Mount Olive Couple Shares Stories of War Heroes

By Christine Graf


Mount Olive independent filmmaker Jack Thomas Smith travelled to North Carolina in 2011 to shoot Infliction, a feature-length horror movie that he wrote, directed and produced. The movie opened in select theaters in 2014 and was later released on DVD by Virgil Films & Entertainment. Smith’s first film, Disorder, was screened at the Cannes Film Festival and was released on DVD by Universal in 2006.


While in North Carolina, Smith held open auditions for Infliction. It was there that he met his fiancé, California

Jack Thomas Smith & Mandy Del Rio

native Mandy Del Rio. At the time, Del Rio, a social media and marketing consultant, had been living in North Carolina for just three days. Her eleven-year-old daughter, Luna, was an aspiring actress and had asked her mother to take her to the audition. 


Although Del Rio pursued acting when she was younger, she had no intention of auditioning for Infliction. She changed her mind after Smith encouraged her to audition, and she ended up with a small role in the film.


According to Del Rio, she and Smith had an instant connection. After the two started dating, she began working alongside him on the movie.


“We immediately hit it off. It was love at first sight as cliché as that sounds,” she said. “And, I believed in the film so much. I loved the concept, and I wanted to help him in any way I could. He’s an indie filmmaker–that’s kind of an all hands on deck situation–so I basically became his assistant on the film. I learned so many things about production, preproduction, and post-production–everything that goes in to making a film. After film was shot, he and I completely built the social media marketing campaign.”

#### [Provided data]
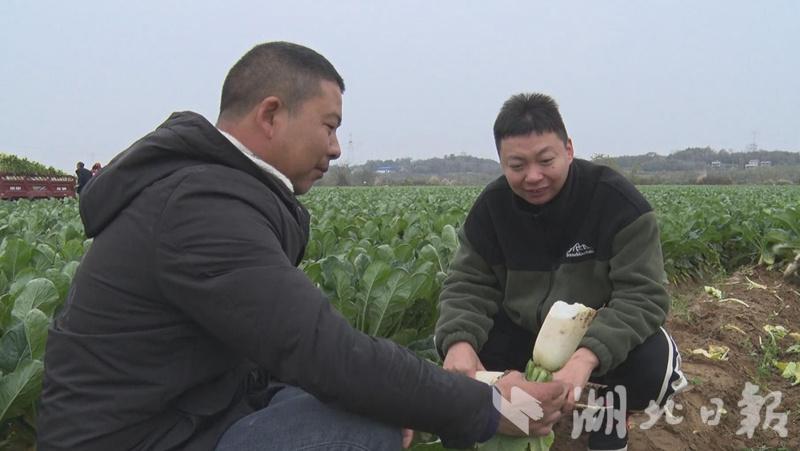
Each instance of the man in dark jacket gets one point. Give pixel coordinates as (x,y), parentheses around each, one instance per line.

#### [Required work]
1: In the article about the Mount Olive couple, at which festival was Disorder, Smith's first film, screened?
2: Extend the article about the Mount Olive couple with a few paragraphs that follow on from its final quoted passage.

#### [Answers provided]
1: The Cannes Film Festival.

2:
After completing Infliction, the couple moved to Mount Olive with Luna. Smith, a Pennsylvania native, attended high school in Sparta and has lived in the Mount Olive area since 1990. His daughter, Megan Cruz, is a 1994 graduate of Mount Olive High School and works with him at his production company, Fox Trail Productions, Inc.


“We have been inseparable since we started working on Infliction,” said Del Rio. “We have worked on commercials, music videos, PSA’s, lots of different film projects. I’ve basically been his right hand man through everything.”


According to Del Rio, one of the things she and Smith have in common is their deep respect for the United States military. Her father served in the Army and fought in Vietnam, and her grandfather was a career soldier who saw action in World War II, Korea, and Vietnam. Her other grandfather served in Korea, her uncle did three tours in Vietnam, and her brother served in the Army. Her family’s military service dates back to the war of 1812. 


Smith also has several veterans in his family, and Del Rio described him as “extremely patriotic and pro military.” She said he was the one who came up with the idea for their latest project, a documentary series called War Heroes.


“He came to me one day and said, ‘I have this amazing idea of how we can give back using our skills and our talents and our expertise with filmmaking. What if we did a docuseries where we tell the story of an individual soldier so that we know who they are, their entire life story, their family? Basically they will be the stars of each episode.’”


She loved the idea, and so did Glenn Nevola. Nevola is one of Smith’s best friends and the primary investor for War Heroes.


“He’s our third executive producer, and he’s the main investor. He’s part of the team but he’s not involved in day-to-day operations. That’s Jack and I. We’re boots on the ground,” said Del Rio.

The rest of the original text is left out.